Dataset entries
^^^^

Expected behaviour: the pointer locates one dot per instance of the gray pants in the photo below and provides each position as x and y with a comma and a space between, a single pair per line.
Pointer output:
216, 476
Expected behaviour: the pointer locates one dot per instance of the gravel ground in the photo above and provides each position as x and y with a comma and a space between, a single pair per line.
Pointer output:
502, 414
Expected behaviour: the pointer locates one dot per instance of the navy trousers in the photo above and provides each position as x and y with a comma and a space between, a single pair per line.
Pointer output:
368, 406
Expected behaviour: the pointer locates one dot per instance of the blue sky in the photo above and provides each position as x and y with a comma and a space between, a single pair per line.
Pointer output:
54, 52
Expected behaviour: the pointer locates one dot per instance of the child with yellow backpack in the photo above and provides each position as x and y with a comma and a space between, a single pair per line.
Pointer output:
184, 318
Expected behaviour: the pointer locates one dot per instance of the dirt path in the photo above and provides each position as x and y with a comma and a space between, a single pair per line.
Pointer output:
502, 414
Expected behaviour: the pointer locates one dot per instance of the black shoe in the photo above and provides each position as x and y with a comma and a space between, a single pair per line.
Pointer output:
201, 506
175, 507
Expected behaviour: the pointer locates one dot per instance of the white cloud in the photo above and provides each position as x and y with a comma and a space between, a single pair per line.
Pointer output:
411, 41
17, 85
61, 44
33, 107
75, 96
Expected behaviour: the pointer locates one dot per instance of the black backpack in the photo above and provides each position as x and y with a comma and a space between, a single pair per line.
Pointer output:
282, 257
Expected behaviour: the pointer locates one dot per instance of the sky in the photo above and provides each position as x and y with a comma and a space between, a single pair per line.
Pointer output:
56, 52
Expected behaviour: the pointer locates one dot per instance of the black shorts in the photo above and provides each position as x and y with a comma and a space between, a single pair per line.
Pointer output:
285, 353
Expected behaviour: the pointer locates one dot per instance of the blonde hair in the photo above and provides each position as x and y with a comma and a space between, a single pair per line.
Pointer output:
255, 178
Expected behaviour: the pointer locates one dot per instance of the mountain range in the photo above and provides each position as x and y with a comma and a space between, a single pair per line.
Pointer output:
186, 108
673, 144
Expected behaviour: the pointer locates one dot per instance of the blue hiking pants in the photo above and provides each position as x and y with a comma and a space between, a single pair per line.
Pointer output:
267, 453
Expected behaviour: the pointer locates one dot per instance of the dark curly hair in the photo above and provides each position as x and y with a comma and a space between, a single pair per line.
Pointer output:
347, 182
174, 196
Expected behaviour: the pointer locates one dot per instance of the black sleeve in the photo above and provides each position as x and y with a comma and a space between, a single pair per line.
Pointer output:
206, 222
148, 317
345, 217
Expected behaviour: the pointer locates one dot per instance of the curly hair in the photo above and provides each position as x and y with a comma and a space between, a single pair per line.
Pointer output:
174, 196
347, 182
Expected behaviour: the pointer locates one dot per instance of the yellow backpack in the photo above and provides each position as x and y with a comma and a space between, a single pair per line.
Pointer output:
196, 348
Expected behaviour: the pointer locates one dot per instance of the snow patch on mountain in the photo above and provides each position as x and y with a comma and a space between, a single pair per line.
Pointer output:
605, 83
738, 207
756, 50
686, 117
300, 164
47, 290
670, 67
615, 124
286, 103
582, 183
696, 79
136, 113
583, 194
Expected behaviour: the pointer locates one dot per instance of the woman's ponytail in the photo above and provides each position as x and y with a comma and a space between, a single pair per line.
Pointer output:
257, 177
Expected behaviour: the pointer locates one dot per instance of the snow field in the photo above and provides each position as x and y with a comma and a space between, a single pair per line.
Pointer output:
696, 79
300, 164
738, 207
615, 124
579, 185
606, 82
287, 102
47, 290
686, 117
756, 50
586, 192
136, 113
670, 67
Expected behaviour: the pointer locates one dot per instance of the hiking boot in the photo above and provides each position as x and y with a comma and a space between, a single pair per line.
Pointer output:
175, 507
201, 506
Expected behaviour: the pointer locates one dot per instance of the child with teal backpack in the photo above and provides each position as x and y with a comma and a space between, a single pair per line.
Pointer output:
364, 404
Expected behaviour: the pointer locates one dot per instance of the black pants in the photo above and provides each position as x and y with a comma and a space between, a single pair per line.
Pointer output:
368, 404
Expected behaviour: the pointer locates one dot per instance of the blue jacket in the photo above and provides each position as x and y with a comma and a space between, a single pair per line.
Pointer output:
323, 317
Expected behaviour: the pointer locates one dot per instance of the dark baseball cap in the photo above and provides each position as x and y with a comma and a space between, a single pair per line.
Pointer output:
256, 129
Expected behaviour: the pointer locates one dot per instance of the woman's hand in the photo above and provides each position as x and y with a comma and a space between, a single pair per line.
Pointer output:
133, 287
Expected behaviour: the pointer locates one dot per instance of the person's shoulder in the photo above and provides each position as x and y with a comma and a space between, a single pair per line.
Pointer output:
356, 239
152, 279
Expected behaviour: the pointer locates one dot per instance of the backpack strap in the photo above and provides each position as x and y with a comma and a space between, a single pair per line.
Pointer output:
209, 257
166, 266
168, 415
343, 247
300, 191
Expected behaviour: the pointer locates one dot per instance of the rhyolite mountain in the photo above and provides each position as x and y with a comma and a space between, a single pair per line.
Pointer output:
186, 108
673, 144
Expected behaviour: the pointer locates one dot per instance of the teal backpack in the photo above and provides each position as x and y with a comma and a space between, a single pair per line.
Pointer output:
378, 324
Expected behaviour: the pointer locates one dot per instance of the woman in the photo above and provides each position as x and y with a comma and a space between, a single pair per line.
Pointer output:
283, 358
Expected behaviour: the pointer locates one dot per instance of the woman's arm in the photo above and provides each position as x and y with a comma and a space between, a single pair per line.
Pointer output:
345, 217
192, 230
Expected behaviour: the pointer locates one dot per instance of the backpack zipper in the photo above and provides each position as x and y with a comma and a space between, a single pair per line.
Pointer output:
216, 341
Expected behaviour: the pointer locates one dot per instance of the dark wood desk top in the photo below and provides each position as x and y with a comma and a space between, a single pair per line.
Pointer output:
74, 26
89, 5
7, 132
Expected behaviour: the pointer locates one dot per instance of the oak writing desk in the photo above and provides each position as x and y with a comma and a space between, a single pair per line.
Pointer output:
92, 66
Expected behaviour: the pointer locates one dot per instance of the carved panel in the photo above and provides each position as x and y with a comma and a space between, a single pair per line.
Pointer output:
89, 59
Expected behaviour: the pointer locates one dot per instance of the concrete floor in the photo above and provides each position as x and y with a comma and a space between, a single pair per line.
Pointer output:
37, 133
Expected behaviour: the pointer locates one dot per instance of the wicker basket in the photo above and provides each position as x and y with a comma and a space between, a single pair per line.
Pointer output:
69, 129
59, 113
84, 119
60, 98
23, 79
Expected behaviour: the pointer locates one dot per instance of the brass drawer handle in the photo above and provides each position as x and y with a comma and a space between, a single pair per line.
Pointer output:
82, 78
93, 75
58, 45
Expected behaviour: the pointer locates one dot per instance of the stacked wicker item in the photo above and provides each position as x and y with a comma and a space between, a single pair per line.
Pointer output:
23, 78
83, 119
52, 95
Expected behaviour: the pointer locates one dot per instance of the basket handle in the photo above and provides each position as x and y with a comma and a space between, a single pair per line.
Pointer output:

^^^^

- **Your objective**
Your reply should match the data above exactly, line for line.

- **Solution for this exercise**
Expected behaviour: the pointer locates one dot per instance of the gray pants in the photo below and provides each position as x and y with a comma and a space between, a single pair per line.
Pointer output:
216, 476
Expected behaviour: the pointer locates one dot per instance of the gravel ground in the photo above and provides each position as x and y with a comma and a space between, a single pair per line.
Pointer output:
502, 414
Expected behaviour: the pointer locates one dot per instance of the navy trousers in the photo above and provides each position as x and y with a comma and a space between, a single pair per line.
Pointer output:
368, 406
Expected behaviour: the pointer locates one dot per instance of the blue sky in the photo above and provides each position as x and y with a comma and a space between, a single pair per line.
Pointer output:
54, 52
Expected behaviour: the pointer locates one dot per instance of the child with yellow backpack in the photo above and provides each position as x and y with a comma and a space between, a single pair per line.
Pointer output:
184, 318
Expected behaviour: the pointer locates one dot per instance of the dirt path in the photo above and provides each position as x and y with a comma and a space between, a single pair per line.
Pointer output:
502, 414
Expected behaviour: the pointer locates one dot per instance of the black shoe in the photo above and provides each position as x and y with a comma and a space between, a single pair per line.
Pointer output:
201, 506
175, 507
Expected behaviour: the pointer locates one dot per instance of the white cloud in the photo above and provides each position as x and y with a comma and a space between, a single pair per line.
Pointer output:
411, 41
17, 85
61, 44
33, 107
75, 96
Expected behaviour: the pointer locates one dot per instance of the black backpack in the photo above and provides each position as x and y with a comma and a space between, a single pair per line.
Pointer output:
282, 257
Expected behaviour: the pointer locates one dot per instance of the sky in the photo above and provides each position as x and y with a comma and a space between, a single pair per line.
Pointer output:
56, 52
Expected behaviour: the pointer locates one dot per instance of the black shorts in the photo above and provides each position as x and y with a comma and a space between, a single pair per line.
Pointer output:
285, 353
Expected behaviour: the pointer locates one dot per instance of the blonde hair in the photo above and provides each position as x and y with a comma and a space between, a single pair per line.
Pointer output:
255, 178
Expected behaviour: the pointer locates one dot per instance of the mountain range in the photo above and provides each position as x and y with a comma and a space between, a single pair per line.
Pointer output:
186, 108
673, 144
Expected behaviour: the pointer locates one dot per instance of the blue hiking pants in the photo above and provides each position as x and y with a comma and a space between, a single pair per line.
Pointer output:
267, 453
Expected behaviour: the pointer locates one dot per instance of the dark curly hair in the photo above and provides each position as x and y with a comma and a space between, a single pair per line.
Pointer output:
347, 182
174, 196
Expected behaviour: the pointer locates one dot per instance of the black sleeve in the photo above and provides each position as x and y with a comma and a space between, a single pair per line.
Pointer output:
206, 222
148, 317
345, 217
Expected behaviour: the pointer locates one dot per instance of the curly hair in the photo above and provides each position as x and y with a comma and a space between, a single pair per line.
Pointer output:
174, 196
347, 182
Expected behaviour: the pointer locates one dot per instance of the yellow backpack in the photo above and provides each position as x and y with a comma and a space between, a single pair per line.
Pointer output:
196, 348
Expected behaviour: the pointer locates one dot per instance of the snow patch on mountain in the photo above and provides each position as x and y with a comma and a space between, a single pair per line.
Pointer output:
605, 83
738, 207
756, 50
686, 117
300, 164
47, 290
670, 67
615, 124
286, 103
582, 183
696, 79
136, 113
583, 194
Expected behaviour: the pointer locates one dot per instance of the woman's ponytail in the photo above and provides each position as x and y with a comma and a space between, a single pair per line.
Pointer output:
257, 177
Expected behaviour: the pointer locates one dot per instance of the snow field in the photo above and provides each position as x and y with a comma and a space between, a single pair per line.
Pointer output:
696, 79
300, 164
738, 207
615, 124
579, 185
606, 82
287, 102
47, 290
686, 117
756, 50
586, 192
136, 113
670, 67
Expected behaviour: the pointer locates one dot per instance of the hiking boot in the photo above and provides each position as x and y with a comma and a space between, a single pair per line.
Pointer output:
175, 507
201, 506
Expected behaviour: the pointer locates one dot per instance of the child with teal backpack in the photo above and provides each position as x and y with a comma and a space between, a single pair per line.
Pointer output:
364, 404
Expected behaviour: the pointer locates one dot per instance of the black pants in the photo above and provides each position as x and y with a comma and a space between, a single pair per line.
Pointer output:
368, 404
Expected behaviour: the pointer locates one dot per instance of the blue jacket in the photo above and provides each position as x and y with a comma and a space between, a single pair per line.
Pointer output:
323, 317
Expected behaviour: the pointer locates one dot per instance of the dark baseball cap in the photo above and provides each position as x and y with a comma and a space between, a single pair per line.
Pointer output:
256, 129
Expected behaviour: the pointer locates one dot per instance of the woman's hand in the photo above and provides each position as x and y with a comma and a space between, a single pair per line.
Pointer output:
133, 287
Expected behaviour: the pointer locates one dot per instance of the person's shoulder in the photo above and provides each position as x and y with a comma and a space between, a single pair per line.
Pointer output:
356, 239
152, 279
Expected behaviour: the pointer locates one dot per instance of the backpack strap in the photo above and provides each position as x and y with a comma and a space between, a single pair per line.
Pointer output:
209, 257
166, 266
168, 415
343, 247
300, 191
Expected behaviour: the pointer locates one dot per instance of the rhyolite mountain in the photo above and provides each position as x and y with a comma and a space between, a single pair per line.
Pointer output:
186, 108
673, 144
Expected behaviour: the pointer locates one dot per instance of the teal backpack in the photo above and provides each position as x and y with a comma and a space between, a single pair per line.
Pointer output:
378, 324
Expected behaviour: the pointer locates one dot per instance of the woman in the photo above and provides each position as x and y with a comma and a space between, a single pair per line.
Pointer output:
283, 358
Expected behaviour: the pointer locates one dot per instance of the woman's arm in the photo above and provides each position as x and y with a comma and a space between, a single pair per line.
Pointer output:
345, 217
192, 230
Expected behaviour: the pointer locates one dot per instance of the backpack zipper in the photo above and provides each position as x and y with a comma and a space between, a single pair per line.
Pointer output:
216, 341
Expected behaviour: the pointer locates one dot per instance of the dark wood desk top in the photo below and provides each position as x and y with a comma and a space between, a single pair per line.
Pointer output:
74, 26
89, 5
7, 132
Expected behaviour: the pointer locates one dot per instance of the oak writing desk in the photo above and provides each position as x and y with a comma and a space between, a single pair per line.
Pointer output:
92, 66
Expected behaviour: the pointer locates one dot per instance of the carved panel in the photo above and provides each position as x and y with a comma and a space between, a single pair per line.
Pointer output:
89, 59
Expected behaviour: the pointer locates one dot per instance of the concrete floor in the photo above and provides each position as x and y with a comma and a space between, a single pair per line.
Pointer output:
37, 133
Expected behaviour: the pointer locates one dot per instance of the wicker basket in the photo above and provides each position as x and y with a comma and a space between, a single pair per line.
Pointer output:
69, 129
59, 113
84, 119
60, 98
23, 79
Expected behaviour: the pointer locates one dot per instance of the brass drawer handle in the photo above and provides each position as x and y with a comma and a space between, a single pair per line.
Pointer output:
82, 78
93, 75
58, 45
Expected behaviour: the pointer locates one dot per instance of the stacked wicker item in the photo above and provides each position as x and y with a comma and a space between, a single pair per line.
Pointer output:
23, 78
83, 119
52, 95
Expected behaviour: the pointer locates one dot per instance of the basket handle in the photo above and provides each position as x and y with a comma and a space between, a single pair per line.
Pointer output:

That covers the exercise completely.